OSCON: Apache Mahout - Mammoth Scale Machine Learning

Mammoth Scale Machine Learning

Speaker: Robin Anil, Apache Mahout PMC Member

OSCONʼ10
Portland, OR
July 2010

Quick Show of Hands
  Are you fascinated about ML?
  Have you used ML?
  Do you have Gigabytes and Terabytes of data to analyze?
  Do you have Hadoop or MapReduce experience?

  Thanks for the survey!

Little bit about me
  Apache Mahout PMC member
  A ML Enthusiast 
  Software Engineer @ Google
  Google Summer of Code Mentor
  Previous Life: Google Summer of Code student for 2 years.

Agenda
  Introducing Mahout
  Different classes of problems
  And their Mahout based solutions
  Basic data structure
  Usage examples
  Sneak peek at our Next Release

The Mission

To build a scalable machine learning library

Scale!
  Scale to large datasets
-  Hadoop MapReduce implementations that scales linearly with
data.

The data:
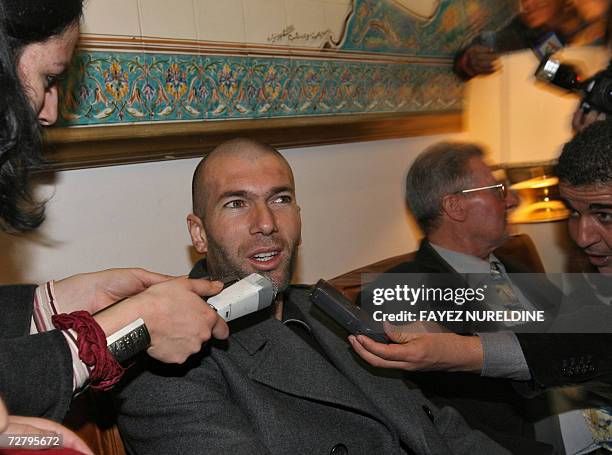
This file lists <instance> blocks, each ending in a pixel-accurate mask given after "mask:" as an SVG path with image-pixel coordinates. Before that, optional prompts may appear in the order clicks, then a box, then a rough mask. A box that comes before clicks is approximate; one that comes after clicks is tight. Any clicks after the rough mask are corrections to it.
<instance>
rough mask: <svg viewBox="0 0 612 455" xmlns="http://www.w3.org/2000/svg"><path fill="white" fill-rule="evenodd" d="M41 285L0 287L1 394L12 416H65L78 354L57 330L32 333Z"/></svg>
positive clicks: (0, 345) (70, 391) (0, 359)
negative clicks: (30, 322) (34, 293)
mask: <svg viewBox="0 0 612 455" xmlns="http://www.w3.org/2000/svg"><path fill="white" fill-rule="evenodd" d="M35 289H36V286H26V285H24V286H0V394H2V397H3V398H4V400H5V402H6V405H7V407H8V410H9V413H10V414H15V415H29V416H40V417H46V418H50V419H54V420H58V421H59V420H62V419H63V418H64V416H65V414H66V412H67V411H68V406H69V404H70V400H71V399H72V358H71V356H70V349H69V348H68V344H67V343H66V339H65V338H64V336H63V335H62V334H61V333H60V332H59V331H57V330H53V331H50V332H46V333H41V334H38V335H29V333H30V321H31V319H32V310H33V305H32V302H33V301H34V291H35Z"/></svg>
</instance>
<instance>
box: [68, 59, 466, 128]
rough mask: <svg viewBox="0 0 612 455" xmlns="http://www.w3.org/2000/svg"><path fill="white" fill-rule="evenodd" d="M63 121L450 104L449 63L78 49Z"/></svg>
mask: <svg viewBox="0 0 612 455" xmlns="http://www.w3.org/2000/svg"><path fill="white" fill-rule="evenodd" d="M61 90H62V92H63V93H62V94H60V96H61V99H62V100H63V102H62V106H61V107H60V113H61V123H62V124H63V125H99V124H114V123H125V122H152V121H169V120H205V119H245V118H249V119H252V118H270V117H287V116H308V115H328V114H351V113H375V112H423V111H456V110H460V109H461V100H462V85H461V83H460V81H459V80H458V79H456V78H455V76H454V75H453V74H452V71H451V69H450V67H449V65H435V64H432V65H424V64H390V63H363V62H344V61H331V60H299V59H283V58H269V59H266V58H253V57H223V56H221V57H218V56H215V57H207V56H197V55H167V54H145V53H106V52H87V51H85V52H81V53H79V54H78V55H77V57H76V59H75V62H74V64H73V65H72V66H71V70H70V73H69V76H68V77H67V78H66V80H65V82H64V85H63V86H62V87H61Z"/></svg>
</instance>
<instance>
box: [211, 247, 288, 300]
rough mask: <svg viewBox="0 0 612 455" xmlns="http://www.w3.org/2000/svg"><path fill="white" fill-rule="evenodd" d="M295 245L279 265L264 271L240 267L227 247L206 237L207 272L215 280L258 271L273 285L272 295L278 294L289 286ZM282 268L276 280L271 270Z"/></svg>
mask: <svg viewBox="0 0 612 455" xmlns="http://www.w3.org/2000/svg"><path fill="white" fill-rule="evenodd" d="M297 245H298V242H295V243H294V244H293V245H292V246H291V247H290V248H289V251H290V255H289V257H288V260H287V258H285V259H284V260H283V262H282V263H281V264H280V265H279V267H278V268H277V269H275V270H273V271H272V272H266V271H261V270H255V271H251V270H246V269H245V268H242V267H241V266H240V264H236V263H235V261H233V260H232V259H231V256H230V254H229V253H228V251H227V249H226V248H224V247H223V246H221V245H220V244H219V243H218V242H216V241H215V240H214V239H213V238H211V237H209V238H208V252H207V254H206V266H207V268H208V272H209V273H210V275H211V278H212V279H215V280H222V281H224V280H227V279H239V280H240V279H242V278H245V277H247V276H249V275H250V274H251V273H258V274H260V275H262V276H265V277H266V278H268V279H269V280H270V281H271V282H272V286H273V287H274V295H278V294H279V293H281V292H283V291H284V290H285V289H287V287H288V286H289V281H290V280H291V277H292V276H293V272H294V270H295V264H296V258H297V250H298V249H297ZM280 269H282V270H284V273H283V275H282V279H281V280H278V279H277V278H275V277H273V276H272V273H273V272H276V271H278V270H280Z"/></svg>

Problem statement:
Extend the Apache Mahout slide outline above, beginning right after its final line.

Response area:
-  Fast sequential algorithms whose runtime doesn’t depend on
the size of the data
-  Goal: To be as fast as possible for any algorithm
  Scalable to support your business case
-  Apache Software License 2
  Scalable community
-  Vibrant, responsive and diverse
-  Come to the mailing list and find out more

Why a new Library
  Plenty of open source Machine Learning libraries either
-  Lack community
-  Lack scalability
-  Lack documentations and examples
-  Lack Apache licensing
-  Are not well tested
-  Are Research oriented

ML on Twitter
  Collection of tweets in the last hour
  Each 140 character or token stream
  We will keep using this example throughout this talk

What is Clustering
  Call it fuzzy grouping based on a notion of similarity

Mahout Clustering
  Plenty of Algorithms: K-Means,
Fuzzy K-Means, Mean Shift,
Canopy, Dirichlet

  Group similar looking objects

  Notion of similarity: Distance measure:
-  Euclidean
-  Cosine
-  Tanimoto
-  Manhattan

Clustering Tweets

“Identify tweets that are similar and group them”

Topic modeling
  Grouping similar or co-occurring features into a topic
-  Topic “Lol Cat”:
-  Cat
-  Meow
-  Purr
-  Haz
-  Cheeseburger
-  Lol

Mahout Topic Modeling
  Algorithm: Latent Dirichlet Allocation
-  Input a set of documents
-  Output top K prominent topics and the
features in each topic

Filtering Topics from Tweets

“Identify emerging topics in a collection of tweets”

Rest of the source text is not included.